» **Stated goal**
Reproduce every one of the following items verbatim, line by line, and omit the pictures from your output.

» **Given information**
........

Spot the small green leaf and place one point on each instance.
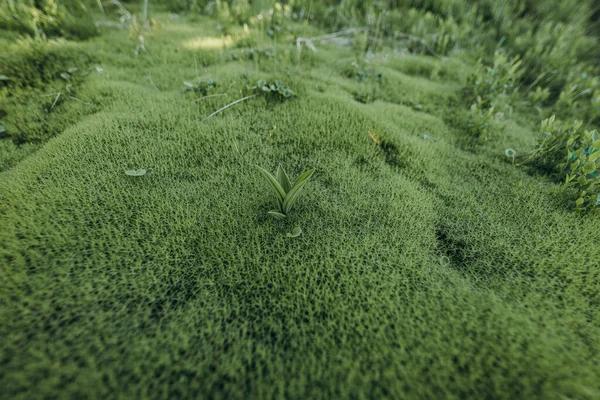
(276, 214)
(277, 189)
(283, 179)
(294, 233)
(135, 172)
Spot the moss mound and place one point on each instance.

........

» **Finished answer**
Spot the small green leaf and place one point on each instance.
(276, 214)
(277, 189)
(283, 179)
(294, 233)
(135, 172)
Spot the moss mound and place one point on each instance.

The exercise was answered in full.